# [НАБОР ЗАДАНИЙ]
1. Сколько вражеских самолетов, согласно отрывку о воздушных боях, было сбито в бою 16 февраля 1937 года?
2. Выпишите из отрывка о воздушных боях дословно фрагмент между «Бомбардировщики врага повернули» и «и посадил ее.», включительно.
3. Изложите отрывок о воздушных боях в двух предложениях.

# [ФРАГМЕНТ ТЕКСТА]
___

«16 февраля 1937 года. Дежуря в самолете, я увидел разрыв ракеты. Снова в бой! Быстро запустил мотор, оглянулся по сторонам — звено уже готово к взлету. Летим девяткой. Я заметил трех «юнкерсов» и подал команду: «Иду в атаку».
Бомбардировщики врага повернули назад. Остались только истребители. Бросаюсь в атаку на один из «фиатов», заходящих в хвост моему ведомому. Огнем пулемета поджигаю врага. Радостно стало на сердце. Сразил фашиста и спас товарища! В это время из-под моей машины выскочил «хейнкель». Я дал по нему длинную очередь, противник пошел вниз и упал на землю. Патроны все израсходованы, но из боя выходить нельзя: надо защищать товарищей. Бросаюсь снова в бой и делаю ряд ложных атак, но уже без огня.
В этом бою мы сбили 8 самолетов, не потеряв ни одного своего».
Чувство товарищества, уменье воевать, мужество, воля… Это — и о комсомольце-летчике Н. Баланове. Во время воздушной операции осколком снаряда ему пробило горло, искалечило руку. Но тяжело раненный летчик, продолжая управлять самолетом, захлебываясь собственной кровью, все таки довел машину до аэродрома и посадил ее.

___

# [ОТОБРАННЫЕ СТРОКИ]
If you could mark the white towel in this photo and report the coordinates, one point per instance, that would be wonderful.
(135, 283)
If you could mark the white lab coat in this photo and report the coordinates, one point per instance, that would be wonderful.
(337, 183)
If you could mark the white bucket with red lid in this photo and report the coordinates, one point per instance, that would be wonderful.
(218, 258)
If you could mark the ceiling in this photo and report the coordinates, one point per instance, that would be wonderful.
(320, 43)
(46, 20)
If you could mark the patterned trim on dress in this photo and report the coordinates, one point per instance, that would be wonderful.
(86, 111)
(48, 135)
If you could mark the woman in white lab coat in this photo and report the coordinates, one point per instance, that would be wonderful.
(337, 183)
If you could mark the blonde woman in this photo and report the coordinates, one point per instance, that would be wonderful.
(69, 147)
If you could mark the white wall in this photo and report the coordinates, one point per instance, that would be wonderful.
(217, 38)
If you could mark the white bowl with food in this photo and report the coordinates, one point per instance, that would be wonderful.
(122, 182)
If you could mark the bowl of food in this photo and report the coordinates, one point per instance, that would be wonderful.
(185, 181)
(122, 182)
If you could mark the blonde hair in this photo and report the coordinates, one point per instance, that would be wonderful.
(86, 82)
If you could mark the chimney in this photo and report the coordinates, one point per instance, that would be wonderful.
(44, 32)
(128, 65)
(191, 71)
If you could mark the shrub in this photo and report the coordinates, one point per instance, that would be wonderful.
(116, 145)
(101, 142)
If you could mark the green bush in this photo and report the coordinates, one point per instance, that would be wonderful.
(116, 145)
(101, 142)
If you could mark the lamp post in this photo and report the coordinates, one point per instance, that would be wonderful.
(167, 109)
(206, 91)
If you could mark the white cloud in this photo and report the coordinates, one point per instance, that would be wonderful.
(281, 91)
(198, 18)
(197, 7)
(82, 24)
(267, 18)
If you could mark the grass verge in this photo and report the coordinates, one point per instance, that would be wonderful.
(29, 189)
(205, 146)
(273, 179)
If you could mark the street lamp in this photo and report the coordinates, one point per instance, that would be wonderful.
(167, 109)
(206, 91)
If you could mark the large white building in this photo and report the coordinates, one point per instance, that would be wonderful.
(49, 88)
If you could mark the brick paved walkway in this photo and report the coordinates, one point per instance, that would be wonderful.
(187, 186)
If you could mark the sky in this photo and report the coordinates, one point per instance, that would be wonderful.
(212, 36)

___

# [ОТВЕТЫ НА ЗАДАНИЯ]
1. Восемь самолетов, причем ни одного своего не потеряли.

2.
Бомбардировщики врага повернули назад. Остались только истребители. Бросаюсь в атаку на один из «фиатов», заходящих в хвост моему ведомому. Огнем пулемета поджигаю врага. Радостно стало на сердце. Сразил фашиста и спас товарища! В это время из-под моей машины выскочил «хейнкель». Я дал по нему длинную очередь, противник пошел вниз и упал на землю. Патроны все израсходованы, но из боя выходить нельзя: надо защищать товарищей. Бросаюсь снова в бой и делаю ряд ложных атак, но уже без огня.
В этом бою мы сбили 8 самолетов, не потеряв ни одного своего».
Чувство товарищества, уменье воевать, мужество, воля… Это — и о комсомольце-летчике Н. Баланове. Во время воздушной операции осколком снаряда ему пробило горло, искалечило руку. Но тяжело раненный летчик, продолжая управлять самолетом, захлебываясь собственной кровью, все таки довел машину до аэродрома и посадил ее.

3. В бою 16 февраля 1937 года рассказчик поджег «фиат» и сбил «хейнкель», а израсходовав патроны, продолжал ложные атаки, чтобы защищать товарищей. Всего было сбито 8 вражеских самолетов без своих потерь, а тяжело раненный комсомолец-летчик Н. Баланов, захлебываясь кровью, довел машину до аэродрома и посадил ее.